== CONSIGNES ==
1. Répondez aux questions suivantes d'après le passage extrait sur Camus et Char :
(a) Combien de personnes assistaient à la lecture ?
(b) Selon Camus, l'œuvre de Char est la plus grande depuis quel poète ?
(c) Dans quel chapitre de « L'Homme Révolté » Camus cite-t-il René Char ?
2. Indiquez si chacune des affirmations ci-dessous concorde avec le passage extrait, en citant les mots qui tranchent :
(a) Les photos de « La postérité du soleil » sont en couleur.
(b) Bruno Raffaeli enseigne le théâtre à Dauphine.
(c) La préface de « La postérité du soleil » est d'Albert Camus.

== PASSAGE EXTRAIT ==
============
La correspondance entre Albert Camus et René Char, et leur complicité très forte autour d’une philosophie de la vie proche de la nature.
Très belle lecture présentée, en avant-première parisienne, par le magistère de gestion et la Fondation Dauphine, à l’amphithéâtre de la Faculté à l’occasion de la sortie d’un ouvrage d’art intitulé « La postérité du soleil » rédigé par Albert Camus, préfacé par René Char et illustré par de très belles photos noir et blanc d’Henriette Grindat. Cette lecture, à laquelle assistaient plus de 700 personnes était animée par Bruno Raffaeli, acteur et également professeur de théâtre à Dauphine, et Jean-Paul Schintu.
Les deux hommes s’estimaient profondément. Pour Camus, l’œuvre de Char est « la plus grande depuis Apollinaire ». Il se dit rempli, nourri par sa poésie. A travers cette amitié profonde, Camus goûte profondément au plaisir de se reconnaître une famille d’esprit et ils traversent ensemble toute une époque : la IVe République, la guerre d’Algérie de 1946 à 1959. Albert Camus envoie à son ami poète ses manuscrits « La Chute » « L’homme révolté » et lui demande son avis car dit-il « Nous nous ressemblons dans nos silences et nos absences ». On sent entre les deux hommes une complicité très forte autour d’une philosophie de la vie proche de la nature.
Et on découvre dans « L’Homme Révolté » si critiqué lors de sa sortie à quel point Camus estimait l’œuvre du poète, René Char. Dans le dernier chapitre, il cite René Char : « l’obsession de la moisson et l’indifférence à l’histoire sont les deux extrémités de mon arc ».
Car pour Camus ceux qui « font avancer l’histoire savent, au moment voulu, se révolter contre elle aussi. Cela suppose une interminable tension et la sérénité crispée dont parle le même poète. Mais la vraie vie est présente au cœur de ce déchirement. Elle est ce déchirement lui-même, l’esprit qui plane sur des volcans de lumière, la folie de l’équité, l’intransigeance exténuante de la mesure ».
C’est ainsi que nous avons besoin de « paroles de courage et d’intelligence qui près de la mer sont même vertu ». Il ajoute que « la révolte est le mouvement même de la vie et qu’on ne peut la nier sans renoncer à vivre. Elle est donc amour et fécondité ou elle n’est rien ». Lorsqu’on relit ses phrases, on découvre à quel point se complétaient les pensées du poète et du philosophe-écrivain-journaliste, et l’extraordinaire amitié qui unissait les deux hommes, ce que nous restituent parfaitement ces correspondances entre Camus et Char.
============
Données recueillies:

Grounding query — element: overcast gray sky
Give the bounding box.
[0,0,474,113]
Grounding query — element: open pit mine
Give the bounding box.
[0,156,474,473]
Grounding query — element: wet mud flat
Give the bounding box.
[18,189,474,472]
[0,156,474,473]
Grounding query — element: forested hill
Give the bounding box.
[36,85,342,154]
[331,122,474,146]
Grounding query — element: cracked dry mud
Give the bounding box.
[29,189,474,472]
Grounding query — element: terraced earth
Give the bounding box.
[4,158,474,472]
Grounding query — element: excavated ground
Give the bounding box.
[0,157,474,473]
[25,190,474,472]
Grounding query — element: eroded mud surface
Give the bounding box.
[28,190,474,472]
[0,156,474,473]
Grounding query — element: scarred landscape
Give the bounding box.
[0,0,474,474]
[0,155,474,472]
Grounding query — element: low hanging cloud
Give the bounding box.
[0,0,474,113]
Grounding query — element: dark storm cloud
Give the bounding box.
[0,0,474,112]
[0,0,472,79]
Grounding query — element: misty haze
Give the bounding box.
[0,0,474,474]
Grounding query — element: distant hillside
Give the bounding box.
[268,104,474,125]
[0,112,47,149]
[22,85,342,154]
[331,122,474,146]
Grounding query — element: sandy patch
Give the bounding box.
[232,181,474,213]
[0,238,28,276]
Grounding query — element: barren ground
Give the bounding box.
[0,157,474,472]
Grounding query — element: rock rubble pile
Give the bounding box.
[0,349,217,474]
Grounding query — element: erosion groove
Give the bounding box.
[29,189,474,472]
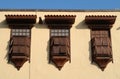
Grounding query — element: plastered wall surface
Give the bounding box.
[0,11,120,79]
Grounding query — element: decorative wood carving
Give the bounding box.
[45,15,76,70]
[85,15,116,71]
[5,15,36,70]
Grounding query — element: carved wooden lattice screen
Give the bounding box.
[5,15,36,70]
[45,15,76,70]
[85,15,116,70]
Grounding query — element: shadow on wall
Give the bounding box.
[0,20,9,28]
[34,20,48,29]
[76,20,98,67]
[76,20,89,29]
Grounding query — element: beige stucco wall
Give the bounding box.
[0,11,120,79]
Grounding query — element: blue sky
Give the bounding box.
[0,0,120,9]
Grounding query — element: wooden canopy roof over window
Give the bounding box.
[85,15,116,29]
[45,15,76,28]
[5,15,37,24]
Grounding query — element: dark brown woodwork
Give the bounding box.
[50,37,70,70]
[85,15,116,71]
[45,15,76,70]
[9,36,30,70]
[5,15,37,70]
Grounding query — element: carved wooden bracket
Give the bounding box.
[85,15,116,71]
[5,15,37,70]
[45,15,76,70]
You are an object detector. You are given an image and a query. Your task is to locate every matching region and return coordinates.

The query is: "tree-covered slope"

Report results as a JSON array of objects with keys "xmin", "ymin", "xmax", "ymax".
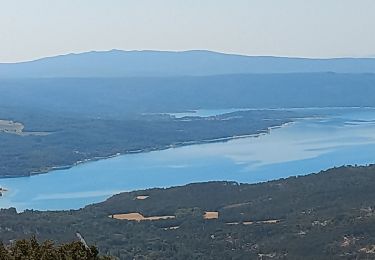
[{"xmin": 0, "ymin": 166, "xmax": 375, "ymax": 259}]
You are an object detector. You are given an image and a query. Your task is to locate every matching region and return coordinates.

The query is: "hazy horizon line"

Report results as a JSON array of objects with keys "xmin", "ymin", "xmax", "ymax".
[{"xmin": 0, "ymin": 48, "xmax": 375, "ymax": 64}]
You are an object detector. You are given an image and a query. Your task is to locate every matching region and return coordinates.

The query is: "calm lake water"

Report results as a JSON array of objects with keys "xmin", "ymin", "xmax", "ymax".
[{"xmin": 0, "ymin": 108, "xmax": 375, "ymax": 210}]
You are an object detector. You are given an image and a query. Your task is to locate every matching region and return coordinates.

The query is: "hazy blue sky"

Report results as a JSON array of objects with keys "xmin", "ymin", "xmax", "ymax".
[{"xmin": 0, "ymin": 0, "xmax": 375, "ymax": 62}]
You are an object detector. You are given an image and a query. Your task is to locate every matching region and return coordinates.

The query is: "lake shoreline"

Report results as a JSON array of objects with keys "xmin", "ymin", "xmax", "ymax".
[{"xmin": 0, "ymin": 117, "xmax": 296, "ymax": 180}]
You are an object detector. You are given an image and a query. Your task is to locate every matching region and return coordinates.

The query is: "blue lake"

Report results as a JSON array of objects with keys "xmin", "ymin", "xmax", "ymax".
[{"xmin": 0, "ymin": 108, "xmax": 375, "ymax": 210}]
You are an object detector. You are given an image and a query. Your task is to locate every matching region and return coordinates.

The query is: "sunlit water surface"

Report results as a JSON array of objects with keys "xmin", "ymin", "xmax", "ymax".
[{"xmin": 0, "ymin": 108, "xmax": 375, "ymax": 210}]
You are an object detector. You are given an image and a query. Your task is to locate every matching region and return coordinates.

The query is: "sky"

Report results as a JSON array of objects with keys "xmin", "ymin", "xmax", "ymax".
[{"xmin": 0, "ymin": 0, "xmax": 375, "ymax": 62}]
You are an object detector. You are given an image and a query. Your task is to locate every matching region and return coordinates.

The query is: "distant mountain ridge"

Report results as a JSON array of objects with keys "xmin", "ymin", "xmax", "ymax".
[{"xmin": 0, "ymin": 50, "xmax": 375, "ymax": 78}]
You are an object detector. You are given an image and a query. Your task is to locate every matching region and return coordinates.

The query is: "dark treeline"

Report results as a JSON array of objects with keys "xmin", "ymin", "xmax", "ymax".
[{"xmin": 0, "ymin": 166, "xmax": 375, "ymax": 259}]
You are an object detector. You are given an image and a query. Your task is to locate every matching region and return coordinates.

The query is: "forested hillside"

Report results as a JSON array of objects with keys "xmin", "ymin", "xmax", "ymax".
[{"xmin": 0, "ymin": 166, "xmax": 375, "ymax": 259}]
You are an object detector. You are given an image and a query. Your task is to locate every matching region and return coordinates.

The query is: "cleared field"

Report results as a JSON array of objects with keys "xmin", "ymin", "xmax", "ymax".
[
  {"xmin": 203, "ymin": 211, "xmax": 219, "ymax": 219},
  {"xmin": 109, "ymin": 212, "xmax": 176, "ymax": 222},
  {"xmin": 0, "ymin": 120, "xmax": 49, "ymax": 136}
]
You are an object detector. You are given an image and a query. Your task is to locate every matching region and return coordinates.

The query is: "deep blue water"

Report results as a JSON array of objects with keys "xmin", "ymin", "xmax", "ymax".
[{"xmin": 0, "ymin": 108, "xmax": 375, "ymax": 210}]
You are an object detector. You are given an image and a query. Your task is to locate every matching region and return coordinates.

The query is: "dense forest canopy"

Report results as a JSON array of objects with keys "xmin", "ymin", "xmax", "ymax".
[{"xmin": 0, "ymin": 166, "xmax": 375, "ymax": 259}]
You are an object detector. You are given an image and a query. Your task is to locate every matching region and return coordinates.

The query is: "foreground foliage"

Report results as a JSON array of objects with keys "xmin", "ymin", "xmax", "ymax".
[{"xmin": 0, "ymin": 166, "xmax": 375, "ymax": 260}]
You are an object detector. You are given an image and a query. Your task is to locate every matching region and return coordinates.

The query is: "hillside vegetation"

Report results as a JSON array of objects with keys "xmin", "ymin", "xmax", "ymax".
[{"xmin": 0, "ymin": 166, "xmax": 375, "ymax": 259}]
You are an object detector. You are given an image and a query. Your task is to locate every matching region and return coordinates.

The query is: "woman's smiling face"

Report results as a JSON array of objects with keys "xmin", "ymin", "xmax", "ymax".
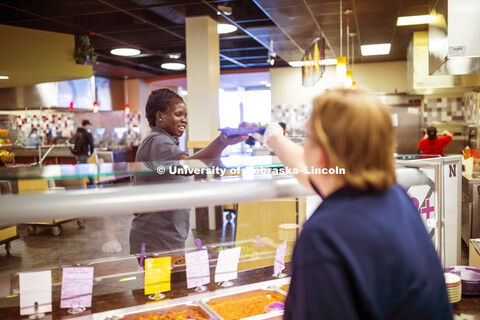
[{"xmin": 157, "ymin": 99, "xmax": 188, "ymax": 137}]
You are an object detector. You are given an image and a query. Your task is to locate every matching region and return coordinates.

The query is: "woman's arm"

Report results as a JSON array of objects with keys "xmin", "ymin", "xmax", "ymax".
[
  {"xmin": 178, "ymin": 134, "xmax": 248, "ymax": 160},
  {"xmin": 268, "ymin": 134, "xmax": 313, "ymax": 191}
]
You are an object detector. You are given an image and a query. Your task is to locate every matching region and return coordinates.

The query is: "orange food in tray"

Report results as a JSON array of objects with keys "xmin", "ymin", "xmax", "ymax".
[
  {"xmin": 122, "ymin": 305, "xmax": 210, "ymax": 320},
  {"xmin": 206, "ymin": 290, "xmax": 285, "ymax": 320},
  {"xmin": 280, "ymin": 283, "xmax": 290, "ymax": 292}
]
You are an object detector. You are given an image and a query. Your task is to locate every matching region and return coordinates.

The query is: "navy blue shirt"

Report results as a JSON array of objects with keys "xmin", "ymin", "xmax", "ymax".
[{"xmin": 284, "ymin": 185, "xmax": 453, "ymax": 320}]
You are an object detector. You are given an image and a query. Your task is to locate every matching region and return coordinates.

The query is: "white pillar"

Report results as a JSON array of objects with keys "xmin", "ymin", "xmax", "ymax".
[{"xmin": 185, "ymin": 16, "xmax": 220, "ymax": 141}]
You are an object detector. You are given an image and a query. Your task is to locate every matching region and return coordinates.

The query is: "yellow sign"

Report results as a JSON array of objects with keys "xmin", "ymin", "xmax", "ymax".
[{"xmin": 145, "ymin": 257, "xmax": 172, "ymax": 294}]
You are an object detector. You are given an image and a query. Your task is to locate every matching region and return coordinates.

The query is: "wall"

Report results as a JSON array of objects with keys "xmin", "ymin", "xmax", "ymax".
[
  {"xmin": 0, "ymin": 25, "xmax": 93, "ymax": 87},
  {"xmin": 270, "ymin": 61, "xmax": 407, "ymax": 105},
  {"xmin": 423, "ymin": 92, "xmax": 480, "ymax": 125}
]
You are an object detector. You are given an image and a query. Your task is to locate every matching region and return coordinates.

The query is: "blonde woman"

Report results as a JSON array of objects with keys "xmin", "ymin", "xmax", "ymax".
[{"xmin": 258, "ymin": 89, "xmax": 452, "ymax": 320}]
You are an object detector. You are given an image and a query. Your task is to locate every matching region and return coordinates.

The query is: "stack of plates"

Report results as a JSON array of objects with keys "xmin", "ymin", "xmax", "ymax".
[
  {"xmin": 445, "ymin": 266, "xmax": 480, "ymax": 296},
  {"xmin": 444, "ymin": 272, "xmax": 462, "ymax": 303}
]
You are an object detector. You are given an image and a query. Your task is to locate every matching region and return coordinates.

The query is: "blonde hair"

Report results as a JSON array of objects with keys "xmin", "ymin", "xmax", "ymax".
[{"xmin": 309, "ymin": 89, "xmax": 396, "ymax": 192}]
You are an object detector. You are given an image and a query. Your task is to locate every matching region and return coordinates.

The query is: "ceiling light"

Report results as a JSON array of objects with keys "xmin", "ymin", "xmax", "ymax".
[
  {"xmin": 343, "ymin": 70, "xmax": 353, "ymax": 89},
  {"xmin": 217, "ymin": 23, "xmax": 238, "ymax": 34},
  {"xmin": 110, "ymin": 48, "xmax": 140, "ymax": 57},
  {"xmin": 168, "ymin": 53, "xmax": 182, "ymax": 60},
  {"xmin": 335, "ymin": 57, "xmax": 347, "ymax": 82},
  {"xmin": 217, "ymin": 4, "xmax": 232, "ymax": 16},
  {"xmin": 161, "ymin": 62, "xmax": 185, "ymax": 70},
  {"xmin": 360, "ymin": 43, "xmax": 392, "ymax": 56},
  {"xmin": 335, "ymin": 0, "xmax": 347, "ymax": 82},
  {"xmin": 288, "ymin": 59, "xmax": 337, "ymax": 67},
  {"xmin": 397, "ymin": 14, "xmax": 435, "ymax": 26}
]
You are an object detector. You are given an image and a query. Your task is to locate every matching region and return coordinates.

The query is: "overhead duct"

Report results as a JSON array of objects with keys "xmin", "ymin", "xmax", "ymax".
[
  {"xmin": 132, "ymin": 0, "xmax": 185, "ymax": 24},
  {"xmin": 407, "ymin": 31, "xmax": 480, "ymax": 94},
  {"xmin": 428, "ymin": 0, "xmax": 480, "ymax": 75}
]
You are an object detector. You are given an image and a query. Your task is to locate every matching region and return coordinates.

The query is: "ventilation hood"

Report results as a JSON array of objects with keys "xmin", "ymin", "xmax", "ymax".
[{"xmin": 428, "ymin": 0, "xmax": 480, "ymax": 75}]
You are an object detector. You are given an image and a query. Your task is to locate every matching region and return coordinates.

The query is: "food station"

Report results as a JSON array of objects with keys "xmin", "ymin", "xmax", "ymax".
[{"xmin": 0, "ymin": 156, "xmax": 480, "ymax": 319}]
============
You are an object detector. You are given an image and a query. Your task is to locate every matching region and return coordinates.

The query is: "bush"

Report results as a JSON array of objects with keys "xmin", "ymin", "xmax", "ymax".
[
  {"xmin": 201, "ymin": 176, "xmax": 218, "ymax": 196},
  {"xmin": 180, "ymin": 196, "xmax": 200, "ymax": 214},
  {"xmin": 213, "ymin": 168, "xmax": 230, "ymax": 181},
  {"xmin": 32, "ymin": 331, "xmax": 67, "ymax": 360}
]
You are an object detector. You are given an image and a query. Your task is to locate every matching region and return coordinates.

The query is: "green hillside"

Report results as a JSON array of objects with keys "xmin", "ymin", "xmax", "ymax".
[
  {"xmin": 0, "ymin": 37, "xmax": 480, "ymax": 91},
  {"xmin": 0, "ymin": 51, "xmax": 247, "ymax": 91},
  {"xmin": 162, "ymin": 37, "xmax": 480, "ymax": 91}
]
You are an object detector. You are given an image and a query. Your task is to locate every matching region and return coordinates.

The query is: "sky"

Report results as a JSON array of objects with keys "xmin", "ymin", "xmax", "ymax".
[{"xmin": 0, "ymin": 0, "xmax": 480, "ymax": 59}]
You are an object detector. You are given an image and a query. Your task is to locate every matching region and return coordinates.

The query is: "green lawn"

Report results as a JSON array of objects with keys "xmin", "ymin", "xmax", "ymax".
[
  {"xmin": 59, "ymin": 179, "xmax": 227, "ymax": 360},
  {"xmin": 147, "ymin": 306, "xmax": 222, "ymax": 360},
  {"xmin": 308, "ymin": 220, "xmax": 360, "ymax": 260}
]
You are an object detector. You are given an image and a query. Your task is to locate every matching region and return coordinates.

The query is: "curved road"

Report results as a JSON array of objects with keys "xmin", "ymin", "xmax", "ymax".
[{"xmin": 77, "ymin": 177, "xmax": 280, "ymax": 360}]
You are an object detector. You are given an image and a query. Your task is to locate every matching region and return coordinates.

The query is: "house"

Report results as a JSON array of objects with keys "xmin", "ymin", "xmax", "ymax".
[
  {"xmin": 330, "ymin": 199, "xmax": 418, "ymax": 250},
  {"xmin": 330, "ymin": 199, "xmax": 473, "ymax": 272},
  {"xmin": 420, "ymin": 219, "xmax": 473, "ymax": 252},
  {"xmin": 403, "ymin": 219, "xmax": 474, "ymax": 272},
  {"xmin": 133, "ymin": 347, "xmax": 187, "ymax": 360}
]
============
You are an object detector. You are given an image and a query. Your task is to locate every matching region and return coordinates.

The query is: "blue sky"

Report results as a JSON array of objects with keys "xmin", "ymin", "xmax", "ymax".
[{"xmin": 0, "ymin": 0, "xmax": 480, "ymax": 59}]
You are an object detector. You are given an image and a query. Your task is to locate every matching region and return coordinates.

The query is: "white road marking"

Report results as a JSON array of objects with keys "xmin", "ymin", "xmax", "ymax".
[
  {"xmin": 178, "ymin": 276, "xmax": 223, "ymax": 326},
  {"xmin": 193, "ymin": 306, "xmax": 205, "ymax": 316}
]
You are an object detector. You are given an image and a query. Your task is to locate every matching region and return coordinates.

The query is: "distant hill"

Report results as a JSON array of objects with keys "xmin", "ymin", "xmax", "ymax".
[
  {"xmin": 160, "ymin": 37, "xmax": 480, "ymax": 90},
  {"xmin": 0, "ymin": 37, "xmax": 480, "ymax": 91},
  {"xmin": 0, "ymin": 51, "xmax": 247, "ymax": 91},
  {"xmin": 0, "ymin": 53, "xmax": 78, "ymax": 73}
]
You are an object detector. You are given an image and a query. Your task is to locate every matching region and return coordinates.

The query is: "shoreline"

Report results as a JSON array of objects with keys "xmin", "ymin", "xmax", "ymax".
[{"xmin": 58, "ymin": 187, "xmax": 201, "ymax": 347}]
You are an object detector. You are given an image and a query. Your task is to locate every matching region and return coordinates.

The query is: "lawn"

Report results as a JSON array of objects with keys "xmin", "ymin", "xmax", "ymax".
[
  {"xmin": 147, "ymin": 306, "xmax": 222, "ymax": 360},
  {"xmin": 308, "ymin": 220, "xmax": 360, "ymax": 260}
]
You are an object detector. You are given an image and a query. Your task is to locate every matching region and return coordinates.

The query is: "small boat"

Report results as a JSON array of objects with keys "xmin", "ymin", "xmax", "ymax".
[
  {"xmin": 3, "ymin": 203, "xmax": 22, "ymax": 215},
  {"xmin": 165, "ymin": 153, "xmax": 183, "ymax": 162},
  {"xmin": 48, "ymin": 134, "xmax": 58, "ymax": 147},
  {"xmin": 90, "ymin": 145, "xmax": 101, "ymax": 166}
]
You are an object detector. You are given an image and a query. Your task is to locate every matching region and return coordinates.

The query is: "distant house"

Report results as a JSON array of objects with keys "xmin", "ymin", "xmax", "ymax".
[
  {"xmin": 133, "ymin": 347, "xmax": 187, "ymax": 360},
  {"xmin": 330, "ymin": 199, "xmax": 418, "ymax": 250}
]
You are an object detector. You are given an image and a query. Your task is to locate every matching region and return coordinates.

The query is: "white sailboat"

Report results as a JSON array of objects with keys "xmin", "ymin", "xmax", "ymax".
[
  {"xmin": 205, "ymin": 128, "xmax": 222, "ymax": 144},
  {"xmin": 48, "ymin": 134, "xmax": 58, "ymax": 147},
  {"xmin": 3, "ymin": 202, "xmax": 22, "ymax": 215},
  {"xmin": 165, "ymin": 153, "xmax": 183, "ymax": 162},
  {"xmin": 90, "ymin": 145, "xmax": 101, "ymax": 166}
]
============
== RÉPONSES PAR TÂCHE ==
1.
(a) Plus de 700 personnes.
(b) Depuis Apollinaire.
(c) Dans le dernier chapitre.

2.
(a) Non : « illustré par de très belles photos noir et blanc d’Henriette Grindat ».
(b) Oui : « acteur et également professeur de théâtre à Dauphine ».
(c) Non : « rédigé par Albert Camus, préfacé par René Char ».